### The problem
Copy every line below where the string "wall" is found.

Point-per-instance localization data
Segment Open

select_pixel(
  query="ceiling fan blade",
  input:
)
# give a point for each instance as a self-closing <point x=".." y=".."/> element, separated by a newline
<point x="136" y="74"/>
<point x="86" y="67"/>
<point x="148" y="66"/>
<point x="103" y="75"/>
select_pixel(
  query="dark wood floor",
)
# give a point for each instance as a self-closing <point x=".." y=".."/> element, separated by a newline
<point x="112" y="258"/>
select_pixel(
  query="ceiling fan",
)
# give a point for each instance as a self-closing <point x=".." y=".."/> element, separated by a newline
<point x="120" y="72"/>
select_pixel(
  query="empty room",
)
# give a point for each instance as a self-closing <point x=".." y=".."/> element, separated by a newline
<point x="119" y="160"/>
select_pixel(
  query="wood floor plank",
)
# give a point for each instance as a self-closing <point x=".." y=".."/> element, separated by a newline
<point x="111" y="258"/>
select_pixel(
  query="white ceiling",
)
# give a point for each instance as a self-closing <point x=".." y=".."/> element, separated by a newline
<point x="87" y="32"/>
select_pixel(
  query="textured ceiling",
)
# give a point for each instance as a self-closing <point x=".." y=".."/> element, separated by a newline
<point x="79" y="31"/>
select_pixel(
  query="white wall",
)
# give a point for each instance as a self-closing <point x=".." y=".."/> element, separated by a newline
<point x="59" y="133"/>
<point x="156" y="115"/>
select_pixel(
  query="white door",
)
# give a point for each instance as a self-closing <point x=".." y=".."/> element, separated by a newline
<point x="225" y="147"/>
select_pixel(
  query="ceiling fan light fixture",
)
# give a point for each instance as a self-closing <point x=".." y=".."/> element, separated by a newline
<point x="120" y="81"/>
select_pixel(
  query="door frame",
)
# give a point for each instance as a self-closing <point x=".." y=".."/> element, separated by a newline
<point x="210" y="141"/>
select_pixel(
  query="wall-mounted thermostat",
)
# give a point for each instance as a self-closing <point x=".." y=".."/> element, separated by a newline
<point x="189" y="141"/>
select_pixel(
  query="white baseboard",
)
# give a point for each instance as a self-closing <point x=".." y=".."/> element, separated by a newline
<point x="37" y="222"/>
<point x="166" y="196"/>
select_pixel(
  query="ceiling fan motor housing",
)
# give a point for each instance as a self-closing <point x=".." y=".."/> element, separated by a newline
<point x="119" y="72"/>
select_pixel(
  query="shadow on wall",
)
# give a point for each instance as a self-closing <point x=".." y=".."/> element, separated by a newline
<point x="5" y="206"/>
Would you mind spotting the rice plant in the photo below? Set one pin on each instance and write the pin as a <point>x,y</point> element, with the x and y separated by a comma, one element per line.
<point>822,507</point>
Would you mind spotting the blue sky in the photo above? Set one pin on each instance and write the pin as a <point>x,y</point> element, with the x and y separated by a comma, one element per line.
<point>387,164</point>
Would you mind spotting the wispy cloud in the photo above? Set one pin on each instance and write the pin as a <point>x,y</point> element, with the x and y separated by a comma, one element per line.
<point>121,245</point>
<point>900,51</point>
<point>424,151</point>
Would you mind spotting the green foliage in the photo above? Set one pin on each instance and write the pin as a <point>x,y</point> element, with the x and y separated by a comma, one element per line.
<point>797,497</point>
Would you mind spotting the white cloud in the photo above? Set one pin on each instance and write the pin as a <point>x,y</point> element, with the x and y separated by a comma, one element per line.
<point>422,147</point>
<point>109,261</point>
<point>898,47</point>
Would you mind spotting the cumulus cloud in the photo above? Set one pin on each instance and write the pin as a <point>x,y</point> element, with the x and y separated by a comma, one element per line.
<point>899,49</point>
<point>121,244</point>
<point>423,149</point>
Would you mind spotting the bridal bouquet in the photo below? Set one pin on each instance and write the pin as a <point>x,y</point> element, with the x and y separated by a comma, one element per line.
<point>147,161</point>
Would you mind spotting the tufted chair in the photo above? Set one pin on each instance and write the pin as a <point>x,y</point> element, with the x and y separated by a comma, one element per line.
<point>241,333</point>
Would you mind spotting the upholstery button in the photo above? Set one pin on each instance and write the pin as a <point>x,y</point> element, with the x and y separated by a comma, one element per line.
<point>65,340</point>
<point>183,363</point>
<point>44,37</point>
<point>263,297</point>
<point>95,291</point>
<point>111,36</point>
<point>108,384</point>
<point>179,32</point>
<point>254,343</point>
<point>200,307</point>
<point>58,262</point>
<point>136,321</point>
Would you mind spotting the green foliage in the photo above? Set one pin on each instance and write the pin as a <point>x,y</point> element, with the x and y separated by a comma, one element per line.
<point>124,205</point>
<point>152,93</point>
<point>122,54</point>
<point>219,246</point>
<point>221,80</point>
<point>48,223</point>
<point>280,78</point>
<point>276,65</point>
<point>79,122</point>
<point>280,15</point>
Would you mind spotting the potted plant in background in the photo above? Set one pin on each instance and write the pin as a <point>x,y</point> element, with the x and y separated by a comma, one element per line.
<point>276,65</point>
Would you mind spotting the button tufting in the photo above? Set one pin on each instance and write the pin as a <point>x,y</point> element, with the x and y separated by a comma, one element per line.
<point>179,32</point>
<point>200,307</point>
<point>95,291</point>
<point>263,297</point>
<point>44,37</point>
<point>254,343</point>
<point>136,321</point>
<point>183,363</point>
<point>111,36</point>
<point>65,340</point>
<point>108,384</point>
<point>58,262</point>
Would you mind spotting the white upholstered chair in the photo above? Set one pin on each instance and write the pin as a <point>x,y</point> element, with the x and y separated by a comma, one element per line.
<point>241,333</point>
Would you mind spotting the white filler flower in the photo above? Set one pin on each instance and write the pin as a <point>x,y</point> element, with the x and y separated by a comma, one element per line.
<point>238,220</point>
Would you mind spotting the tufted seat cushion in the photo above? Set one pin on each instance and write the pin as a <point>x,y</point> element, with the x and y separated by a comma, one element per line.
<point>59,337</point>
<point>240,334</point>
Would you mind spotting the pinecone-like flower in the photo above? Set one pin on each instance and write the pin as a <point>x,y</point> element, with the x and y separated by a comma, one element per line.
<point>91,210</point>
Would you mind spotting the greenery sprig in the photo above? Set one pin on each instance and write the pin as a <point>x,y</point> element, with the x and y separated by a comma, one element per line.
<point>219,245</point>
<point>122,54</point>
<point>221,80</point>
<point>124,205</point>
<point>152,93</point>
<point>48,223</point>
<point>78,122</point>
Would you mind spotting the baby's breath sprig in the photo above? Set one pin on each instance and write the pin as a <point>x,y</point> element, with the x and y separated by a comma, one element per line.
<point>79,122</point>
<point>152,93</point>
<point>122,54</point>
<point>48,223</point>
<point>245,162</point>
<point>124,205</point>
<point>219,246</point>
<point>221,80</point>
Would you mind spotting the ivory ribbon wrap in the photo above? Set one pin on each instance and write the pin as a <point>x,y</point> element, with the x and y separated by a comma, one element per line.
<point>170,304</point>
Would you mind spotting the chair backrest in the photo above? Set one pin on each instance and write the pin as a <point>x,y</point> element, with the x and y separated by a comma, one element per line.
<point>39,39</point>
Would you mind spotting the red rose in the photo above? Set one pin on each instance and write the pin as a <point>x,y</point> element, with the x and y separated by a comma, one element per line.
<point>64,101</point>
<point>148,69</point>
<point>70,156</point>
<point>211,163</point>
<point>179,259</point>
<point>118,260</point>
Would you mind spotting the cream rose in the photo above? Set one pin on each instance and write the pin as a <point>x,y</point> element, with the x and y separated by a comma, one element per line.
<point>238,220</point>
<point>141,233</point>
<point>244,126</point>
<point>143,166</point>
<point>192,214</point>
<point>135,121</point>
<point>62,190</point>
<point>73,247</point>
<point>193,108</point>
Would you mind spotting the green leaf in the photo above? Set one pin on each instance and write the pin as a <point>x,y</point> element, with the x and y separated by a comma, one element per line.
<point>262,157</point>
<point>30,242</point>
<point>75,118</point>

Segment Closed

### Exercise output
  query="white wall",
  query="wall-mounted thermostat",
  query="shadow on wall",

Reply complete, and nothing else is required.